=== Quoted text ===

Pony Diffusion and many of its derivatives were trained with explicit quality scoring tags, and your captions should reflect that if you want the LoRA to play nicely with the base. Pony recognizes a score ladder like score_9, score_8_up, score_7_up that signals high-quality images. When captioning a Pony dataset, place these after your trigger word but before the descriptive tags.

A Pony character caption then looks like this:

aria_nsfwchar, score_9, score_8_up, score_7_up, 1girl, solo, standing, indoors, soft lighting, nude
# test-time negatives: child, minor, underage, loli, shota, low quality, blurry

Illustrious uses a different convention. It does not rely on the same score ladder and instead responds well to clean Danbooru tags and quality words like masterpiece, best quality. Do not copy Pony score tags into an Illustrious dataset; match each model’s actual vocabulary. The how to use Illustrious models guide covers its tag conventions in depth, and getting them right in your captions is what lets the LoRA inherit the base model’s strengths instead of fighting them.

=== Entries provided ===

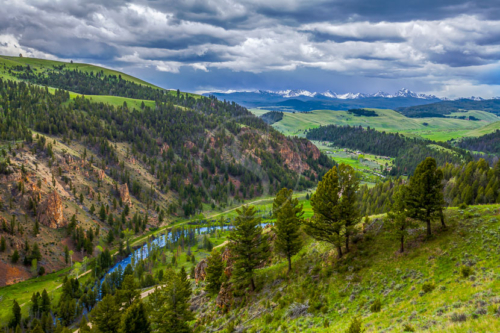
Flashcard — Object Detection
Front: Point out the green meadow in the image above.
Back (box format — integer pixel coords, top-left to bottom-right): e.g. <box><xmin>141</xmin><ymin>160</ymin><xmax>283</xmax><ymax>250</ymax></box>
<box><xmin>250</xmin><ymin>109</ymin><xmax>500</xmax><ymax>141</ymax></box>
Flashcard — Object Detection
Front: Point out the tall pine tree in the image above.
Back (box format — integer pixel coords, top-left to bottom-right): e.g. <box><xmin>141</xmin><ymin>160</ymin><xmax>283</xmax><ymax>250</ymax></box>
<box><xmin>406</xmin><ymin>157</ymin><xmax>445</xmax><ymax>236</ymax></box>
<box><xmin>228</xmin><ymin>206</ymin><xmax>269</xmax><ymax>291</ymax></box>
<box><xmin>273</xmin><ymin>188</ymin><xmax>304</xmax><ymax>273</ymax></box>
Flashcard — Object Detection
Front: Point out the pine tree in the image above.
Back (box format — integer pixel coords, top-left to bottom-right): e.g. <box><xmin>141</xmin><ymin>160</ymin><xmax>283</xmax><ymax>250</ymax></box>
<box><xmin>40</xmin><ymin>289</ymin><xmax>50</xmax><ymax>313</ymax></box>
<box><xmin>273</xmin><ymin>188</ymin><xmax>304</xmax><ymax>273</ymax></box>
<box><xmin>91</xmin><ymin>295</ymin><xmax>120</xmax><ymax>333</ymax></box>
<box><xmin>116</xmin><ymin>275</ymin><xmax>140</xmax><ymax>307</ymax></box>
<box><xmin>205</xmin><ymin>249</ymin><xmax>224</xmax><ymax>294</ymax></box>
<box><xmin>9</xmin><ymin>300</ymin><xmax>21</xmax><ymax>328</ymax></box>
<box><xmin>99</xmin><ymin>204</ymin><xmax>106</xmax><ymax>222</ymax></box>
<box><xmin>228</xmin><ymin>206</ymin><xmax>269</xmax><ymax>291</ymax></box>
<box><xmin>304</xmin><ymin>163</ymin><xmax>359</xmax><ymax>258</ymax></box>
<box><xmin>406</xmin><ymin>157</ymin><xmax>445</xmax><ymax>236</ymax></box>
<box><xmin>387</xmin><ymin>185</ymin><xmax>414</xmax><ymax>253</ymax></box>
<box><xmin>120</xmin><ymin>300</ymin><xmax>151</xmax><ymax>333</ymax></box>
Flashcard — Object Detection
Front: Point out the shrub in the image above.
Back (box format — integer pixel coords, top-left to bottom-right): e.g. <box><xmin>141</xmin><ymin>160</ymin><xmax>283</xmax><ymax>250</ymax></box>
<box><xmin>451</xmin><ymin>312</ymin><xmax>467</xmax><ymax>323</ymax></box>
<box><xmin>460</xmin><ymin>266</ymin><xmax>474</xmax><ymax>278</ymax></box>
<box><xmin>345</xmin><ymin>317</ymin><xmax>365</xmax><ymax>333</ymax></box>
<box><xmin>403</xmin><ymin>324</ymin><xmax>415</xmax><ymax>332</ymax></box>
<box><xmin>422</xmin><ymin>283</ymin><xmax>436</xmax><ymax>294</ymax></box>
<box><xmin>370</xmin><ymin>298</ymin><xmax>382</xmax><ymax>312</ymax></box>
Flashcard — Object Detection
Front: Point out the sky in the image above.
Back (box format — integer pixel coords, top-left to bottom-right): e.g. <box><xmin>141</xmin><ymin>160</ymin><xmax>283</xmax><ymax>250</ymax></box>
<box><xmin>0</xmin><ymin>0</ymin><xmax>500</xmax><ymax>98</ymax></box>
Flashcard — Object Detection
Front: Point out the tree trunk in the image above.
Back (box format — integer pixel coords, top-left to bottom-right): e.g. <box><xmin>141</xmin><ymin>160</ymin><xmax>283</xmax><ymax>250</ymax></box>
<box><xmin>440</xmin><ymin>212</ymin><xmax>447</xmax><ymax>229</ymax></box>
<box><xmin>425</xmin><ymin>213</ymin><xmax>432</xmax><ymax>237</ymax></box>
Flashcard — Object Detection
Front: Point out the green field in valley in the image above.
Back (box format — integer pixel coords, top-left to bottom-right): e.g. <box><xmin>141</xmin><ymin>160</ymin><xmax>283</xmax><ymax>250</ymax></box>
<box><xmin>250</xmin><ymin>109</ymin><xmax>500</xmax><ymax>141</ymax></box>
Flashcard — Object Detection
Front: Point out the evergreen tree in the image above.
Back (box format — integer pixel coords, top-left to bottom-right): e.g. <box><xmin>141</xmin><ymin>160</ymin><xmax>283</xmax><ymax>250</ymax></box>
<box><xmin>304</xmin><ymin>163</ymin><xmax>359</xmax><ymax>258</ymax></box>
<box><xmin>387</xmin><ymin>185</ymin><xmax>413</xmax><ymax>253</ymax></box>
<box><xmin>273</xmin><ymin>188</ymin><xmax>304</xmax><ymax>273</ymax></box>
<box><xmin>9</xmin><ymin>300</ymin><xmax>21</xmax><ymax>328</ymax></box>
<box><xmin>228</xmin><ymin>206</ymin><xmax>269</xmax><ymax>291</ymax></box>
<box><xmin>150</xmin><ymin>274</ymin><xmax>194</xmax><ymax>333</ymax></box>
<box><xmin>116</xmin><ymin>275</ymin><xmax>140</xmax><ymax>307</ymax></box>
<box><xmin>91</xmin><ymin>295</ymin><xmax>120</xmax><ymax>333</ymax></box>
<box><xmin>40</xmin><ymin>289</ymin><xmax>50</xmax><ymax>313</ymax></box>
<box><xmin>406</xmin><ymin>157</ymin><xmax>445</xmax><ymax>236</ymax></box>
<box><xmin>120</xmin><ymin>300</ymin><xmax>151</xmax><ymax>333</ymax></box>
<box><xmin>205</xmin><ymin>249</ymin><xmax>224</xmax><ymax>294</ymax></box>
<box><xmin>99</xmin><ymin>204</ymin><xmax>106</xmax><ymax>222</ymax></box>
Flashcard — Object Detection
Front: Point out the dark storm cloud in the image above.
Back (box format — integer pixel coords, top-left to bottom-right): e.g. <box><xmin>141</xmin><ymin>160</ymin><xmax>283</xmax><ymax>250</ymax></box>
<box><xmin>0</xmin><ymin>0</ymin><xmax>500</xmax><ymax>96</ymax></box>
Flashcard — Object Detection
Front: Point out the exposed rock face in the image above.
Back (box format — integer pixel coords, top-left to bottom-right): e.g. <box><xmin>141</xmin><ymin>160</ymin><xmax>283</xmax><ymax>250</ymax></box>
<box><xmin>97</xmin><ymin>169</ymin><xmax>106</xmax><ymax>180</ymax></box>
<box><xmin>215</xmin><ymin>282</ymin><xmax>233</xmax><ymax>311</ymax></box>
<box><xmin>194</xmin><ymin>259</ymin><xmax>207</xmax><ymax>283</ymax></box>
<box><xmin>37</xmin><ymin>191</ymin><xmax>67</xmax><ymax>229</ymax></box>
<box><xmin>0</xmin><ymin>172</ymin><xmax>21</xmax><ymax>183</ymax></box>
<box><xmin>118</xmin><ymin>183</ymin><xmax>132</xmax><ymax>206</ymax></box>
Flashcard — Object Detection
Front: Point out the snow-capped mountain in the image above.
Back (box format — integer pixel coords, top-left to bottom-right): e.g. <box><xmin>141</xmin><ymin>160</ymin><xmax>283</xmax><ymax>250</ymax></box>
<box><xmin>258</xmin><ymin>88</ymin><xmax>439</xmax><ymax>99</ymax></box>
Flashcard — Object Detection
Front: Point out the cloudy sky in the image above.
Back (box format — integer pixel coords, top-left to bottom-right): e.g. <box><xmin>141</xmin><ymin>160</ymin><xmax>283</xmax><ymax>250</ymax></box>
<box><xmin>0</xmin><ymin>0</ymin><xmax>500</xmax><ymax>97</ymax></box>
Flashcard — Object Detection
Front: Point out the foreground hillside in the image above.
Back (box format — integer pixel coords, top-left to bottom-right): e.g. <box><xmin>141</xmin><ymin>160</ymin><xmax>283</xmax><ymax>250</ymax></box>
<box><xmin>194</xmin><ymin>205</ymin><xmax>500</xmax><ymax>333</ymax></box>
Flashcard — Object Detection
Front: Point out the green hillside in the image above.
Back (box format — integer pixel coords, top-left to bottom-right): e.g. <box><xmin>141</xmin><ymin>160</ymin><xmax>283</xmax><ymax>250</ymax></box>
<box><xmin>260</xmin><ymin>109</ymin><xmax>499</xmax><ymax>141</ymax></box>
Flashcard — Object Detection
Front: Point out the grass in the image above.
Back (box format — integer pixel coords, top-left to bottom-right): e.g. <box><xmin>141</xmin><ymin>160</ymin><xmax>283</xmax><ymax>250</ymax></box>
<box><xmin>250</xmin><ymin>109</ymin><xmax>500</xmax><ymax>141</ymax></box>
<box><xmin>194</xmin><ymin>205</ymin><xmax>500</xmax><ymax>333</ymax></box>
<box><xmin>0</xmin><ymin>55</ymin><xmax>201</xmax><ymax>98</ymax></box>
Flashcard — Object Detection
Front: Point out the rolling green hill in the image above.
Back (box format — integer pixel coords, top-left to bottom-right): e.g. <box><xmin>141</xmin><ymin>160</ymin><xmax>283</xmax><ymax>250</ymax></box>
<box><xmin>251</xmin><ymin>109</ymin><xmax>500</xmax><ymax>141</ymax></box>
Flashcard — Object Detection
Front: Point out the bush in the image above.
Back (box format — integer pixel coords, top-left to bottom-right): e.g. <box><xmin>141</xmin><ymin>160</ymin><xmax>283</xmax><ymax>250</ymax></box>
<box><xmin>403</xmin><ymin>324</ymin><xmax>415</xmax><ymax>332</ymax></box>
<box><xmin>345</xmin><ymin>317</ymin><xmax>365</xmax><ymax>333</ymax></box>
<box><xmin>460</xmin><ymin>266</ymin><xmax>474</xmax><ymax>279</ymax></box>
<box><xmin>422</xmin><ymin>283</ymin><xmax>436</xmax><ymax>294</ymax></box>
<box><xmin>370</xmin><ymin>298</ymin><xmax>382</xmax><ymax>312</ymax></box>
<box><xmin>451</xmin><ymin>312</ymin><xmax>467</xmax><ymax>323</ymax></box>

===

**Written request 1:**
According to the passage on LoRA captioning, why should Pony score tags not be copied into an Illustrious dataset?
**Written request 2:**
Write out the stretch of the passage on LoRA captioning from "Illustrious uses a" through "of fighting them.", word for word.

**Task result 1:**
Illustrious follows a different convention: it does not rely on Pony's score ladder and responds well to clean Danbooru tags and quality words like masterpiece, best quality. Matching each model's actual vocabulary in the captions lets the LoRA inherit the base model's strengths instead of fighting them.

**Task result 2:**
Illustrious uses a different convention. It does not rely on the same score ladder and instead responds well to clean Danbooru tags and quality words like masterpiece, best quality. Do not copy Pony score tags into an Illustrious dataset; match each model’s actual vocabulary. The how to use Illustrious models guide covers its tag conventions in depth, and getting them right in your captions is what lets the LoRA inherit the base model’s strengths instead of fighting them.